Task statement
Please find every line in the listing below that contains the string "positive" and copy each of those lines in full.

═══ Information

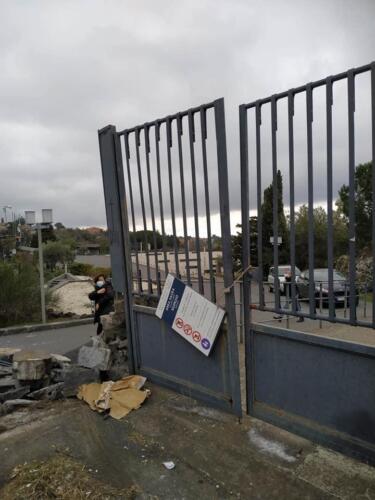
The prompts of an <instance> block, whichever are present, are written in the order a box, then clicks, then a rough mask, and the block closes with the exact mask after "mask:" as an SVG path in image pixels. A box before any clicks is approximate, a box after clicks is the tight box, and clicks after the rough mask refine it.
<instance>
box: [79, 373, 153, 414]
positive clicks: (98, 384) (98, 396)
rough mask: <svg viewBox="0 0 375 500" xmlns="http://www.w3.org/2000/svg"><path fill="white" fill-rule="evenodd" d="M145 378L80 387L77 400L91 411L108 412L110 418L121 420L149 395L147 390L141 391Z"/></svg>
mask: <svg viewBox="0 0 375 500" xmlns="http://www.w3.org/2000/svg"><path fill="white" fill-rule="evenodd" d="M145 382H146V378H145V377H141V376H140V375H130V376H129V377H124V378H123V379H121V380H118V381H117V382H113V381H109V382H103V383H102V384H98V383H92V384H85V385H81V386H80V387H79V389H78V393H77V398H78V399H81V400H83V401H85V402H86V403H87V404H88V405H89V406H90V408H91V409H92V410H94V411H97V412H99V413H102V412H104V411H106V410H109V414H110V416H111V417H113V418H115V419H121V418H123V417H125V416H126V415H128V414H129V413H130V412H131V411H132V410H137V409H138V408H139V407H140V406H141V404H142V403H143V402H144V401H145V399H146V398H147V397H148V396H149V395H150V391H149V390H148V389H146V390H141V388H142V387H143V386H144V384H145Z"/></svg>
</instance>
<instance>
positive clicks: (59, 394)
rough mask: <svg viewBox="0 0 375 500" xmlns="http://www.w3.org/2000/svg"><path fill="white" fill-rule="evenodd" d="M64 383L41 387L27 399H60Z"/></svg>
mask: <svg viewBox="0 0 375 500" xmlns="http://www.w3.org/2000/svg"><path fill="white" fill-rule="evenodd" d="M63 388H64V382H59V383H58V384H53V385H49V386H47V387H43V388H42V389H39V390H38V391H34V392H31V393H30V394H29V395H28V397H29V398H31V399H44V400H45V399H48V400H55V399H60V398H61V397H62V393H63Z"/></svg>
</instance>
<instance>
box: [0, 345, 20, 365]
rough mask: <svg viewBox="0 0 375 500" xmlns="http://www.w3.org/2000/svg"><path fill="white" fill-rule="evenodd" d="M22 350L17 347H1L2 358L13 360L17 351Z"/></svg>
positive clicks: (0, 347) (1, 358) (5, 360)
mask: <svg viewBox="0 0 375 500" xmlns="http://www.w3.org/2000/svg"><path fill="white" fill-rule="evenodd" d="M20 351H21V349H19V348H17V347H0V359H2V360H5V361H10V362H11V361H13V356H14V355H15V354H16V352H20Z"/></svg>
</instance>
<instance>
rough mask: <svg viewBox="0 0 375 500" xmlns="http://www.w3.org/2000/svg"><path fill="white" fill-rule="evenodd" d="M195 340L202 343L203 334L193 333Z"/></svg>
mask: <svg viewBox="0 0 375 500" xmlns="http://www.w3.org/2000/svg"><path fill="white" fill-rule="evenodd" d="M193 340H194V341H195V342H200V341H201V334H200V333H199V332H197V331H195V332H193Z"/></svg>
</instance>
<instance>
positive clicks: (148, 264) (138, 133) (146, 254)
mask: <svg viewBox="0 0 375 500" xmlns="http://www.w3.org/2000/svg"><path fill="white" fill-rule="evenodd" d="M140 132H141V131H140V129H139V128H137V129H136V130H135V134H134V137H135V150H136V155H137V168H138V183H139V191H140V195H141V207H142V219H143V228H144V241H145V255H146V268H147V286H148V293H150V294H152V281H151V270H150V256H149V253H148V237H147V221H146V208H145V198H144V193H143V182H142V171H141V158H140V155H139V146H140V145H141V137H140Z"/></svg>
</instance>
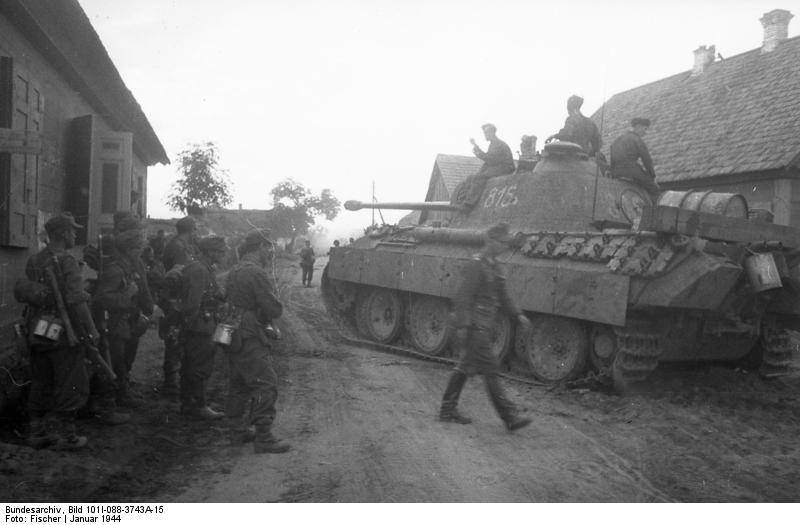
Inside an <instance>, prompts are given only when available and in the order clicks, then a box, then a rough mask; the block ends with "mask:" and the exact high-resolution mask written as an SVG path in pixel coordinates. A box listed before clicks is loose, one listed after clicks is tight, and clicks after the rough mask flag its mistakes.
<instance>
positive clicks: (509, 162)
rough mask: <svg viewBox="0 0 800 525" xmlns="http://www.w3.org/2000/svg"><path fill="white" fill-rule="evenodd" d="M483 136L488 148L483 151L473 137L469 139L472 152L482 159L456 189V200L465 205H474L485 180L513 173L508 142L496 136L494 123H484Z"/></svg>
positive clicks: (483, 188)
mask: <svg viewBox="0 0 800 525" xmlns="http://www.w3.org/2000/svg"><path fill="white" fill-rule="evenodd" d="M481 129H483V136H484V138H485V139H486V140H487V141H489V148H488V149H487V150H486V152H485V153H484V151H483V150H482V149H481V148H479V147H478V144H477V143H476V142H475V139H472V138H471V139H469V142H470V144H472V153H473V154H474V155H475V156H476V157H478V158H479V159H481V160H482V161H483V165H482V166H481V169H480V170H479V171H478V173H476V174H475V175H470V176H469V177H467V179H466V180H465V181H464V183H463V185H462V186H460V187H459V188H458V189H457V191H456V196H455V197H456V198H455V200H456V202H460V203H462V204H464V205H466V206H470V207H471V206H475V204H477V203H478V200H479V199H480V198H481V195H482V194H483V189H484V187H486V181H488V180H489V179H491V178H492V177H499V176H501V175H508V174H510V173H514V170H515V169H516V168H515V166H514V156H513V155H512V153H511V148H509V147H508V144H506V143H505V142H503V141H502V140H500V139H499V138H497V127H495V125H494V124H484V125H483V126H481Z"/></svg>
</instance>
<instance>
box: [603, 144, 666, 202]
mask: <svg viewBox="0 0 800 525" xmlns="http://www.w3.org/2000/svg"><path fill="white" fill-rule="evenodd" d="M640 160H641V162H642V165H643V166H644V169H642V167H641V166H640V165H639V161H640ZM611 176H612V177H613V178H615V179H624V180H630V181H633V182H636V183H638V184H641V185H642V186H644V187H645V188H647V190H648V191H650V192H651V193H654V194H657V193H658V191H659V188H658V185H657V184H656V182H655V179H656V172H655V169H654V168H653V159H652V158H651V157H650V151H649V150H648V149H647V145H646V144H645V143H644V140H642V137H640V136H639V135H637V134H636V133H634V132H633V131H628V132H627V133H625V134H624V135H622V136H621V137H619V138H618V139H617V140H615V141H614V142H613V143H612V144H611Z"/></svg>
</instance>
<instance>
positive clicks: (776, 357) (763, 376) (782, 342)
mask: <svg viewBox="0 0 800 525" xmlns="http://www.w3.org/2000/svg"><path fill="white" fill-rule="evenodd" d="M798 335H800V334H798V333H797V332H795V331H793V330H787V329H785V328H774V329H769V330H767V331H766V332H765V333H764V339H763V342H762V350H763V354H762V357H761V367H760V368H759V370H758V372H759V374H760V375H761V377H764V378H766V379H771V378H775V377H781V376H784V375H786V374H787V373H789V367H790V365H791V363H792V359H793V353H794V351H795V348H796V347H797V341H798Z"/></svg>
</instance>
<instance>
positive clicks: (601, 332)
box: [589, 326, 617, 374]
mask: <svg viewBox="0 0 800 525" xmlns="http://www.w3.org/2000/svg"><path fill="white" fill-rule="evenodd" d="M589 339H590V346H589V359H590V360H591V362H592V366H594V368H595V369H596V370H597V371H598V372H600V373H601V374H603V373H606V374H607V373H609V372H611V365H612V364H613V363H614V358H615V357H616V354H617V334H615V333H614V330H613V329H612V328H611V327H608V326H595V327H593V328H592V330H591V334H590V336H589Z"/></svg>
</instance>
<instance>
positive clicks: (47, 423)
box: [27, 416, 58, 449]
mask: <svg viewBox="0 0 800 525" xmlns="http://www.w3.org/2000/svg"><path fill="white" fill-rule="evenodd" d="M56 442H58V434H56V433H55V432H51V430H50V428H48V422H47V420H45V419H44V418H43V417H39V416H31V421H30V430H29V432H28V439H27V443H28V445H29V446H31V447H33V448H36V449H40V448H45V447H49V446H51V445H54V444H55V443H56Z"/></svg>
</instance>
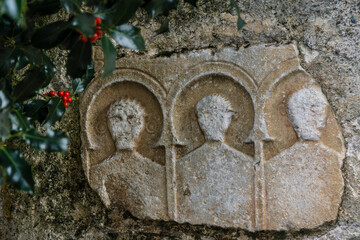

══════

Exercise solution
positive clicks: (98, 384) (98, 396)
positive clicks: (59, 394)
positive clicks: (0, 347) (1, 358) (5, 360)
positive clicks: (148, 264) (138, 133) (146, 254)
positive clicks: (509, 162)
positive clicks: (483, 188)
positive clicks: (776, 357) (763, 376) (782, 342)
positive clicks: (601, 332)
positive clicks: (47, 423)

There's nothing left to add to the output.